Your goal: Reproduce the stretch from the line containing "sill in the photo above." through the end of the records, requests included, and offset every coordinate value in the answers by adding 29 to it.

The data:
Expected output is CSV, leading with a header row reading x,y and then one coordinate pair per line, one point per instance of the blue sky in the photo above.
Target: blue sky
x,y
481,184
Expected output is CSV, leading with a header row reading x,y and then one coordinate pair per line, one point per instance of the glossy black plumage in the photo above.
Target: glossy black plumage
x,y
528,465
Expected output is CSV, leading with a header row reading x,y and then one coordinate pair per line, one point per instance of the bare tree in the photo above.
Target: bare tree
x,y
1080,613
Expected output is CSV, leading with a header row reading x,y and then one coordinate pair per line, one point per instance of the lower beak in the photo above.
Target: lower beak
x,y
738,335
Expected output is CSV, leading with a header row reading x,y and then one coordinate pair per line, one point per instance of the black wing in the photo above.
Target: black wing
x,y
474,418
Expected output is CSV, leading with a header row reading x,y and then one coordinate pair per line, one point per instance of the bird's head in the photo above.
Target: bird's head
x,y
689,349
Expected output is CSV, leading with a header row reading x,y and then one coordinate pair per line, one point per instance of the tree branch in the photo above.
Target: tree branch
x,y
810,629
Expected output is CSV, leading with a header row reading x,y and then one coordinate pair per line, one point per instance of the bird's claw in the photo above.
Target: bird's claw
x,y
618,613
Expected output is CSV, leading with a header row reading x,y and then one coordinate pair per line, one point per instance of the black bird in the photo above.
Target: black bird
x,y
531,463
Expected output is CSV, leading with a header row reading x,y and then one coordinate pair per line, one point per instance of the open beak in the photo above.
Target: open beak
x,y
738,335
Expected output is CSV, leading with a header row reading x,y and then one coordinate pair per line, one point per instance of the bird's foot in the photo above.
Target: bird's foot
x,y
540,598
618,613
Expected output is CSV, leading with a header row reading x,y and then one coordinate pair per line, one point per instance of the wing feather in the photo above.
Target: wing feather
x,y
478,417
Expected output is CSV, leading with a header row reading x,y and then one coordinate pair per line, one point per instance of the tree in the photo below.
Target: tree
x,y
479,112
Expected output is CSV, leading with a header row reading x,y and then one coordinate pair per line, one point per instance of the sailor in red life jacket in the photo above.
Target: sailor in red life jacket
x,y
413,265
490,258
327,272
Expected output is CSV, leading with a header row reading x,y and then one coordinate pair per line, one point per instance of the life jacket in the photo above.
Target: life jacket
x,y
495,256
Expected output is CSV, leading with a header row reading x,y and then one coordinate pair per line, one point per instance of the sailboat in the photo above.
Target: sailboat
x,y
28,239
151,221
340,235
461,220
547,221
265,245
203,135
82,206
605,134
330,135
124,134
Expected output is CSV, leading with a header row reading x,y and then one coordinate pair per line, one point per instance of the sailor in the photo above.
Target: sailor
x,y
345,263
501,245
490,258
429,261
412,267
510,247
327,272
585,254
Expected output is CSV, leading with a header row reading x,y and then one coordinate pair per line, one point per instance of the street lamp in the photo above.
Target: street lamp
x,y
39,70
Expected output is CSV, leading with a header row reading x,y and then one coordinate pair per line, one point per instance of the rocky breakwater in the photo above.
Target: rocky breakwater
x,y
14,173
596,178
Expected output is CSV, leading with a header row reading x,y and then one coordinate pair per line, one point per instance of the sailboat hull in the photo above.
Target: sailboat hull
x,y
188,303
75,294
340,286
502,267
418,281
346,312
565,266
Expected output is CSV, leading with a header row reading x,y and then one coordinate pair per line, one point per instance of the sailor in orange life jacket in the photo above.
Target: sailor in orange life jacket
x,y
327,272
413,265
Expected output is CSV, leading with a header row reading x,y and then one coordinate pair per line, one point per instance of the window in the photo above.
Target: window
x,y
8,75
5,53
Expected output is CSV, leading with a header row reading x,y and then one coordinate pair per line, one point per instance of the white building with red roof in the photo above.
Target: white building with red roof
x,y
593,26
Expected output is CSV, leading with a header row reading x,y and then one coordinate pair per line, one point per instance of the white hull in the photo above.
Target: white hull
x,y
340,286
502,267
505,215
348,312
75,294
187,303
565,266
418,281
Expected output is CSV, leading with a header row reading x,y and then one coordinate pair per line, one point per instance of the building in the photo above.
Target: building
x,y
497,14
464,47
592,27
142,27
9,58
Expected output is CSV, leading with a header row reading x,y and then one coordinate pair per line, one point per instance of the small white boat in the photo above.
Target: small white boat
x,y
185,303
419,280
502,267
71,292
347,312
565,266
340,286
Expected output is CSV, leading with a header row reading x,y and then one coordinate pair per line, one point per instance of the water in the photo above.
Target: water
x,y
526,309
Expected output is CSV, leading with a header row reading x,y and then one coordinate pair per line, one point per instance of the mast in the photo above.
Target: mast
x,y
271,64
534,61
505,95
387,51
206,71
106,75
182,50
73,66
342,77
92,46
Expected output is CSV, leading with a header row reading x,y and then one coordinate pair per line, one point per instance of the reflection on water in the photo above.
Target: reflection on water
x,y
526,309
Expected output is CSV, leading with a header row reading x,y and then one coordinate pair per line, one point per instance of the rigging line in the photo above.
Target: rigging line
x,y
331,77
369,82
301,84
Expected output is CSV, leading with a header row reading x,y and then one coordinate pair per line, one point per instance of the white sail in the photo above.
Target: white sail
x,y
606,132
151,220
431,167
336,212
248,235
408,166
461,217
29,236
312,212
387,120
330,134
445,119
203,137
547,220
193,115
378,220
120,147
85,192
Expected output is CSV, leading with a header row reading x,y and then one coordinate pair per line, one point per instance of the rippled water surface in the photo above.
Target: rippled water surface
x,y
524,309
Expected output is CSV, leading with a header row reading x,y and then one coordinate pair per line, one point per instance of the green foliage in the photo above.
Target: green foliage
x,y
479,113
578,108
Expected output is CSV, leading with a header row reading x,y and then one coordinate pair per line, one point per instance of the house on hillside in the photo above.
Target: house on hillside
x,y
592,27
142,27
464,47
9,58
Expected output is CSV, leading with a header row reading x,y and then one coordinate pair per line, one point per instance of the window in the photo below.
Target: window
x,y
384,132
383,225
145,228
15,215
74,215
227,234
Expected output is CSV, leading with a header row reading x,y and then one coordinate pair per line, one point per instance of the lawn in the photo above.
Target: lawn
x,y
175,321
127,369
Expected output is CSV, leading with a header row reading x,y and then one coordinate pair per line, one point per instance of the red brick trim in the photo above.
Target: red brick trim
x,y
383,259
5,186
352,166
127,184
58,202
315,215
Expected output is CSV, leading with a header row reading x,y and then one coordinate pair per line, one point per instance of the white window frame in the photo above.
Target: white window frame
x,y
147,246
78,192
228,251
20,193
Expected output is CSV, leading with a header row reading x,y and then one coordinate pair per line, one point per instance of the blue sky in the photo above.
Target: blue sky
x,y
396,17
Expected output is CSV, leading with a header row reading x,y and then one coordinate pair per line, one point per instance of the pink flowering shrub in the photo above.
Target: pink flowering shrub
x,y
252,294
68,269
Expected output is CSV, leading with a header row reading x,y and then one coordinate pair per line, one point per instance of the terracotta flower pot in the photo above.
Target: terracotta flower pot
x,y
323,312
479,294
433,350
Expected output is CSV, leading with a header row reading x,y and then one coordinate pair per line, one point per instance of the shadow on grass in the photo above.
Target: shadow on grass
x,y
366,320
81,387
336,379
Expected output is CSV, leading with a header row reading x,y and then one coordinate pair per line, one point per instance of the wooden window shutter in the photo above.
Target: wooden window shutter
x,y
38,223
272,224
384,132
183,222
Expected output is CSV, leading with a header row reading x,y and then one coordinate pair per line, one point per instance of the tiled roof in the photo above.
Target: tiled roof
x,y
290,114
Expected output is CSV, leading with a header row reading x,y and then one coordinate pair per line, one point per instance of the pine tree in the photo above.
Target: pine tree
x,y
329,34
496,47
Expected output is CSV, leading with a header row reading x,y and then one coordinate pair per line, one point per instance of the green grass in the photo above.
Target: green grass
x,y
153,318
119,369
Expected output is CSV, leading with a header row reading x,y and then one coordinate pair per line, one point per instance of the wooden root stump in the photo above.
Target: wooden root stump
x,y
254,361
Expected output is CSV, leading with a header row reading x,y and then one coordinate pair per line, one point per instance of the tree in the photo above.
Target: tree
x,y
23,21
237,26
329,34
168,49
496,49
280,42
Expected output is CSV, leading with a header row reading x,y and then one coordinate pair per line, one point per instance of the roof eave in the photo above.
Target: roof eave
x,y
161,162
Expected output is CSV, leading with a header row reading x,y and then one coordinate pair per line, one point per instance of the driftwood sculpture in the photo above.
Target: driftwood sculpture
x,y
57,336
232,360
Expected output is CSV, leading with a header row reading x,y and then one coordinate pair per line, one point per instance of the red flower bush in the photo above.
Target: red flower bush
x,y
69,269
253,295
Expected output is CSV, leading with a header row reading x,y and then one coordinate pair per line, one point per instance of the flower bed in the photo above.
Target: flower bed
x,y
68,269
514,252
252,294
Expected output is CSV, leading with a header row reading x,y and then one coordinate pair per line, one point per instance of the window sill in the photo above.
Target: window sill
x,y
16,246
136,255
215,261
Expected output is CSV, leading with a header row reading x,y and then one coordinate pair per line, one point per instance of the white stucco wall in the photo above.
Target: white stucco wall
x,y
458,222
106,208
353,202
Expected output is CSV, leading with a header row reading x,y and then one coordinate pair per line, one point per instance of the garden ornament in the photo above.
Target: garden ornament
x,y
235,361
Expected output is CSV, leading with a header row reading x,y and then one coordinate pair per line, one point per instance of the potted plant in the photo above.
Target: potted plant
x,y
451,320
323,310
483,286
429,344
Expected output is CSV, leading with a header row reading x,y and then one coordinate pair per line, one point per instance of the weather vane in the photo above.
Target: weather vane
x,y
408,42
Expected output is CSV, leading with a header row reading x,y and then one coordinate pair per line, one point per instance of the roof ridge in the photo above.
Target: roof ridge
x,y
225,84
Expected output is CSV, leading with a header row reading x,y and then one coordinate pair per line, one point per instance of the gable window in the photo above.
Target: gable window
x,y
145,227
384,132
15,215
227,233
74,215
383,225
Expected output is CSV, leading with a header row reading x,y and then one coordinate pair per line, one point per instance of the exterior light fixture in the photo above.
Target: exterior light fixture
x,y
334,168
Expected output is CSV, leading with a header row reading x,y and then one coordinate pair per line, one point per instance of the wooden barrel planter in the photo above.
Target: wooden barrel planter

Exercise answer:
Expected output is CSV, leading with a header row reading x,y and then one coordinate pair per line, one point per instance of the window sill in the photo above.
Target: window sill
x,y
45,275
165,284
244,290
Expected output is CSV, leading with a header row reading x,y and then one coordinate pair per line, one point per instance of the white stucco wall in the photo above.
Target: white stucco wall
x,y
487,251
135,237
382,231
Expected output is CSV, leading with a header row reading x,y and then one coordinate pair per line, one point per instance of the garden ornament in the photo above.
Target: garden ornament
x,y
264,390
Expected output is CSV, leading with a header row reading x,y and then one coordinate pair per line, one point per instance of the potted plant in the photo above.
Target: potted plant
x,y
480,349
352,339
512,315
458,373
Expected output is CSV, leading with a header row reading x,y and then one coordinate pair per line, one point per instance of the weather vane in the photo above.
Target: weather vane
x,y
437,71
Expected output is CSV, leading with a header row reading x,y and then one coordinate pair per line, one point per instance of the roof ridge in the photo above.
Target: roof ridge
x,y
254,113
Expected output is CSV, leading with a header row reading x,y and then one coordinate pair per line, one point per instance of the gable window in the photo above.
Target: gable window
x,y
174,256
413,161
44,244
256,262
103,244
412,254
Expected output is CSV, leading with a header row reading x,y and then one coordinate pair per line, one point per instance of the exterior light fixture in the photo above.
Target: exterior light fixture
x,y
363,197
Expected output is CSV, leading with a header row reading x,y and then one coordinate pair per line, one point per instance of the wooden barrel planter in the photo above.
Target: wooden barrel planter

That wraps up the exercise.